> WHAT YOU WILL DO
From the line with "Phrase -- moss on tree trunk" through the line with "Phrase -- squirrel's orange-tinged face", inclusive, return each line of the data below exactly and leave the rest out.

DATA EXTRACTS Start Marker

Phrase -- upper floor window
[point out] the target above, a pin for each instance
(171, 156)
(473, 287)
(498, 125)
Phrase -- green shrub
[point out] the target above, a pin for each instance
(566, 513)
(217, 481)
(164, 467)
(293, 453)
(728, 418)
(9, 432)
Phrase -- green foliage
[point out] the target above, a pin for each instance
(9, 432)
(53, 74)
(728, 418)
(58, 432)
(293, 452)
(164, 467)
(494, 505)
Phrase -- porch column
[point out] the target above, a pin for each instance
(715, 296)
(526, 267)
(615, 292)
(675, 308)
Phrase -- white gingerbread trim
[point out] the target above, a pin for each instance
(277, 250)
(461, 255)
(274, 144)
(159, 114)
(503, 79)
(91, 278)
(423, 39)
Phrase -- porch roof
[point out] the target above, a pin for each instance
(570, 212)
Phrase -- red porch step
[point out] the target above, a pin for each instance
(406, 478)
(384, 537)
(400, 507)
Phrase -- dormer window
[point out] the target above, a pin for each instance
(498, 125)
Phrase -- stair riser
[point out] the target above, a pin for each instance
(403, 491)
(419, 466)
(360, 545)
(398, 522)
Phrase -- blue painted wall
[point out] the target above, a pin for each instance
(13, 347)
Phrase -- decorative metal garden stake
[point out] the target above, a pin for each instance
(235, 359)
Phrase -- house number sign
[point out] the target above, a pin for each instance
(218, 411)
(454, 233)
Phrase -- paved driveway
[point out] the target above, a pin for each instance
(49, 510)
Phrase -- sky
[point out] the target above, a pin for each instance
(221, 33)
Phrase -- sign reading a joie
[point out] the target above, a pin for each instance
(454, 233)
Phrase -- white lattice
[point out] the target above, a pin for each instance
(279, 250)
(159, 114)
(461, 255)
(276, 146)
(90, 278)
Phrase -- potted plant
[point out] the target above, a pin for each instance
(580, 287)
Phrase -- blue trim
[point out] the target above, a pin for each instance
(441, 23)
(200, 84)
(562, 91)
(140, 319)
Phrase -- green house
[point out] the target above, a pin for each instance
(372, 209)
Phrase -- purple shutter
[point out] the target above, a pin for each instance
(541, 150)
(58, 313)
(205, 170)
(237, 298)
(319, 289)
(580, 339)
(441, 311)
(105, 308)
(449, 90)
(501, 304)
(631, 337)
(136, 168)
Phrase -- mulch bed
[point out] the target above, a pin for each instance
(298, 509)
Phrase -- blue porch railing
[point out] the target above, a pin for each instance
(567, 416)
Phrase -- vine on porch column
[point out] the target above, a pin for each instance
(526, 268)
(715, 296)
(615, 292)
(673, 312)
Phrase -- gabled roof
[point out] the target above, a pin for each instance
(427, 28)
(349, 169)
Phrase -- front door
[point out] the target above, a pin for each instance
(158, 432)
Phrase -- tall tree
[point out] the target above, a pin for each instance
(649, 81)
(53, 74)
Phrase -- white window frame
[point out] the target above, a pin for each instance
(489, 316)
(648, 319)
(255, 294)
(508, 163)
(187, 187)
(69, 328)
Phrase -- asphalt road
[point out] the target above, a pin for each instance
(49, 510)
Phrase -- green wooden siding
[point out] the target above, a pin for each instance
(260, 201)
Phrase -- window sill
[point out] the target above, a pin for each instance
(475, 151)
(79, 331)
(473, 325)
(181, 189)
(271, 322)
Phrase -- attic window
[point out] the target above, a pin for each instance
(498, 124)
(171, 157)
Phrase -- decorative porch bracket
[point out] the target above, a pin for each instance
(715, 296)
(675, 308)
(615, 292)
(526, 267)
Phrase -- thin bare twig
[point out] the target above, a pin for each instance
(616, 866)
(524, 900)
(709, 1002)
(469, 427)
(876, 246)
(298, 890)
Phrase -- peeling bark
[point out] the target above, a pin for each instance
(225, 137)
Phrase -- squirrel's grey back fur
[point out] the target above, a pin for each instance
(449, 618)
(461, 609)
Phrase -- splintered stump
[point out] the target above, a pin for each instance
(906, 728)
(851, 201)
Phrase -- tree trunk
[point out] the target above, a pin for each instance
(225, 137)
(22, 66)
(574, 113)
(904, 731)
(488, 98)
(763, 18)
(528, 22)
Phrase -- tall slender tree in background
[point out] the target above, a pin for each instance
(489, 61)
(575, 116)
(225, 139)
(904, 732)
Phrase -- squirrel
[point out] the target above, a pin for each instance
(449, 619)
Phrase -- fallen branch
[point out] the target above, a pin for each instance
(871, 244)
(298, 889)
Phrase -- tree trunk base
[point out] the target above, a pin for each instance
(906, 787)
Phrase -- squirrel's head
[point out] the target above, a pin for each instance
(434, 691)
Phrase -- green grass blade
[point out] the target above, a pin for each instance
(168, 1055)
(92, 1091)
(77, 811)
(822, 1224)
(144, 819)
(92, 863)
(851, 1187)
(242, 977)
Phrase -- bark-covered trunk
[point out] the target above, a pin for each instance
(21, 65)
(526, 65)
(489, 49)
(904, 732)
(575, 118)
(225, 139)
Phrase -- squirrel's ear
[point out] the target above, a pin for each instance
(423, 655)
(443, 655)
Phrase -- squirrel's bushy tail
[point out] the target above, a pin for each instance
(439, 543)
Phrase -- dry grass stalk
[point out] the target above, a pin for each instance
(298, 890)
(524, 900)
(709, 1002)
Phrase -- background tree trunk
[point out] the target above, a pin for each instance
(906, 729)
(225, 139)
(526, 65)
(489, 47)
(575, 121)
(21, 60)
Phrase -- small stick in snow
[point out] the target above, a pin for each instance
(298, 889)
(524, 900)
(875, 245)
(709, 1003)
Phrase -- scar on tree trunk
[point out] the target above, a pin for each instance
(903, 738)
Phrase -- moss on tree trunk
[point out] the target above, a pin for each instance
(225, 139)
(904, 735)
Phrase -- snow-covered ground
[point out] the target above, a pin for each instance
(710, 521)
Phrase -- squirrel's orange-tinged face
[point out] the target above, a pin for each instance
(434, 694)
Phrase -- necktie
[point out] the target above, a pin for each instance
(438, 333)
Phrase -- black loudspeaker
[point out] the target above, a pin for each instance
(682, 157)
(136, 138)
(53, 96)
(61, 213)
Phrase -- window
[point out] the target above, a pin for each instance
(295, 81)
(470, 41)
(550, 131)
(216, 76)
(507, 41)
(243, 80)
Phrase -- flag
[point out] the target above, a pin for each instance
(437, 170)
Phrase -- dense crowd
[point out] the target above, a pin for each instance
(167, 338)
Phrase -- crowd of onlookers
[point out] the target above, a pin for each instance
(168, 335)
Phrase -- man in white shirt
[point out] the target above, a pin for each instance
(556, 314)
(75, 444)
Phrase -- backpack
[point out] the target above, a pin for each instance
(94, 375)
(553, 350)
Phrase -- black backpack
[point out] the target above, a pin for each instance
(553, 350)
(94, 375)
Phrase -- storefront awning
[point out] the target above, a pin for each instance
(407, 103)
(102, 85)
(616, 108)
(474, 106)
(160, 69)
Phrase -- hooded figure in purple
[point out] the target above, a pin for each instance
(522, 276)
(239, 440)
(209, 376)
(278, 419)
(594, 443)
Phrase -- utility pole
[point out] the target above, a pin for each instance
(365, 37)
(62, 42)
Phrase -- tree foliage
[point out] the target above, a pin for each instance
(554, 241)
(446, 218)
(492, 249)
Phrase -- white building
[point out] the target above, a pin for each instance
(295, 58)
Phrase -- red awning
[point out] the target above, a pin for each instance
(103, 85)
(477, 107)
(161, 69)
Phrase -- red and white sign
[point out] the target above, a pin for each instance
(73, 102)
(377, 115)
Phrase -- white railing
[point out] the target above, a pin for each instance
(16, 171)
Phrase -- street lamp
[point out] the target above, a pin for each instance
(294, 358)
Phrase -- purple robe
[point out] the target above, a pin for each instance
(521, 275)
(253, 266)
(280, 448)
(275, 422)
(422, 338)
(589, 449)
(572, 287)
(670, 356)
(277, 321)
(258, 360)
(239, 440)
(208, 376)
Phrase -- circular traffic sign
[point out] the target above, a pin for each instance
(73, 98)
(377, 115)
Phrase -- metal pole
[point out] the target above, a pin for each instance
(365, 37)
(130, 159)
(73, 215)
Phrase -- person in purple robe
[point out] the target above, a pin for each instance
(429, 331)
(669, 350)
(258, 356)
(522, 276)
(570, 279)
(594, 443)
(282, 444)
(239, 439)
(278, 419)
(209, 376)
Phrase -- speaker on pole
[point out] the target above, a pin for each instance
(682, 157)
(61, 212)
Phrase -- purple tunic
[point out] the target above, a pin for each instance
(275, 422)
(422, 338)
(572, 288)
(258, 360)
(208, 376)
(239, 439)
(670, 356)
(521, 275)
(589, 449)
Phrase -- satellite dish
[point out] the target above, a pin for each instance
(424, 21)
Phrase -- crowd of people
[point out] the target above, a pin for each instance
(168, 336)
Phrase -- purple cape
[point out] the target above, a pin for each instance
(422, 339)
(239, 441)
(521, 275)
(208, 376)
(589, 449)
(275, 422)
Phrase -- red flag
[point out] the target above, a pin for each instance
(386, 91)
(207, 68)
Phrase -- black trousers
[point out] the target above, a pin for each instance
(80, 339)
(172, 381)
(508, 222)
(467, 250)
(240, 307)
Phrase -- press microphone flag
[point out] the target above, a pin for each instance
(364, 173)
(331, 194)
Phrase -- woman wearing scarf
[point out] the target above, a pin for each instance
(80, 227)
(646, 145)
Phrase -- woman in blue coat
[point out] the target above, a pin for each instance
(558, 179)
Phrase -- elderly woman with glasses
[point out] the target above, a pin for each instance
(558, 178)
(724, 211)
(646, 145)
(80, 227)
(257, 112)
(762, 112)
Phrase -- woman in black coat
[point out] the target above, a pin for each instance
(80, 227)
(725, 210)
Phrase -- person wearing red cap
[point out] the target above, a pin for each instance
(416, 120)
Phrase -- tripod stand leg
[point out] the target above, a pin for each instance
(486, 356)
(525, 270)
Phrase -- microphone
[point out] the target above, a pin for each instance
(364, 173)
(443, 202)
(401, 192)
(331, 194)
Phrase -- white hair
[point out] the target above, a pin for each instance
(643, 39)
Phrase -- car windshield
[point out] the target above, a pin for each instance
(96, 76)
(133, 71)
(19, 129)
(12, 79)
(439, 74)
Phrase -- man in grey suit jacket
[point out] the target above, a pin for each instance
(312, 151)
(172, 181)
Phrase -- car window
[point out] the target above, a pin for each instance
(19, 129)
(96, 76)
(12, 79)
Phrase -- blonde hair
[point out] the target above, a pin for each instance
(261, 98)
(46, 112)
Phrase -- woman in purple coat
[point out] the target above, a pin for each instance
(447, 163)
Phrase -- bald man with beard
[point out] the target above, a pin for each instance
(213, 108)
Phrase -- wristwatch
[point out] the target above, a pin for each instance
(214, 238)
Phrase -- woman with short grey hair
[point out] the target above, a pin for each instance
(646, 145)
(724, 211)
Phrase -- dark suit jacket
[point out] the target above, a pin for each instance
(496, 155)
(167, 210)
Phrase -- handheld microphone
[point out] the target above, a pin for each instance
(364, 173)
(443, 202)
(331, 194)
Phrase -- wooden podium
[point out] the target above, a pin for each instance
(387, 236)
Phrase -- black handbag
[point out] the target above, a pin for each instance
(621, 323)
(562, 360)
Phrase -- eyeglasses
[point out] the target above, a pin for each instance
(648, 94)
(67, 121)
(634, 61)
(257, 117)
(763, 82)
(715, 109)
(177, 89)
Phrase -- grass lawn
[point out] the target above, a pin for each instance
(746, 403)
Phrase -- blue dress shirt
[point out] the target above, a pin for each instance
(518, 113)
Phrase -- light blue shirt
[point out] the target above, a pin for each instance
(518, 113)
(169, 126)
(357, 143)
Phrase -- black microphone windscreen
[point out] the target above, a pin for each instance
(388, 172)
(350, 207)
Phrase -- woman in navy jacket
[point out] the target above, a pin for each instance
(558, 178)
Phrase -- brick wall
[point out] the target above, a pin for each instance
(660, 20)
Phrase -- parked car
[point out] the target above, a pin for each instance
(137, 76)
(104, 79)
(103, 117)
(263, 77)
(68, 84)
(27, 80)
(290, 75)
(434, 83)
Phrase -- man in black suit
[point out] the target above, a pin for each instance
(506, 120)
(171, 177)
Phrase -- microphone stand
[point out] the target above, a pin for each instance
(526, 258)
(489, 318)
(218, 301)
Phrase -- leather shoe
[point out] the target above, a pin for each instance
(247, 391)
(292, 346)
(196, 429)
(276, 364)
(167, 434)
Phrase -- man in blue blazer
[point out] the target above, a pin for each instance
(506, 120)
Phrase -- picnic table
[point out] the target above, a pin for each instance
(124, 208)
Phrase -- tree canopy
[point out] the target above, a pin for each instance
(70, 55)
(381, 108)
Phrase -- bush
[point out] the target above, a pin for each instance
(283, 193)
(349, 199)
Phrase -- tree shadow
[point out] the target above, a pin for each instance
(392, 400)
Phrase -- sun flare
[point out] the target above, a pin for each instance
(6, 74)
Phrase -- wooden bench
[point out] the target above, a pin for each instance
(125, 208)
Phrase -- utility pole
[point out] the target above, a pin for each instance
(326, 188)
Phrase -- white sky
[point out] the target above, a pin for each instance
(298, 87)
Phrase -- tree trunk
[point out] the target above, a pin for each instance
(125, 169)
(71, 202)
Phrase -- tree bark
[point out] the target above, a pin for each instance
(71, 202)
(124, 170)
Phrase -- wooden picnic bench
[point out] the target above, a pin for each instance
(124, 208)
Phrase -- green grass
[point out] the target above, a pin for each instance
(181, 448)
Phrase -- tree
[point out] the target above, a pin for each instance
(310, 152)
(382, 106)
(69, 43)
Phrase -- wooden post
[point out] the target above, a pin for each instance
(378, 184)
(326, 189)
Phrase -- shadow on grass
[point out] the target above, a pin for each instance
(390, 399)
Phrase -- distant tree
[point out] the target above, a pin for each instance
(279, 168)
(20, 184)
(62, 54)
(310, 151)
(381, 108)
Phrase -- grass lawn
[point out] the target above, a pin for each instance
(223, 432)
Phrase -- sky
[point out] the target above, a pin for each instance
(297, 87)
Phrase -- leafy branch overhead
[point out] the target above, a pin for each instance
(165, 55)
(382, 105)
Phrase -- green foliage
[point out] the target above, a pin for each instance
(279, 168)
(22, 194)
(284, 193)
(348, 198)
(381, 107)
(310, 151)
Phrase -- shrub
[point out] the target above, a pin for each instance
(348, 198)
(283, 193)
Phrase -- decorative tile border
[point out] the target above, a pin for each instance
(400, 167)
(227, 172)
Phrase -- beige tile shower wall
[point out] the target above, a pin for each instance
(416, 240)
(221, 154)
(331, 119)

DATA EXTRACTS End Marker

> OUTPUT FOR THIS TASK
Phrase -- moss on tree trunk
[point out] the target above, a pin for each instance
(225, 139)
(904, 735)
Phrase -- snow-covered ground
[point out] the target above, a pin for each instance
(710, 521)
Phrase -- squirrel's orange-tinged face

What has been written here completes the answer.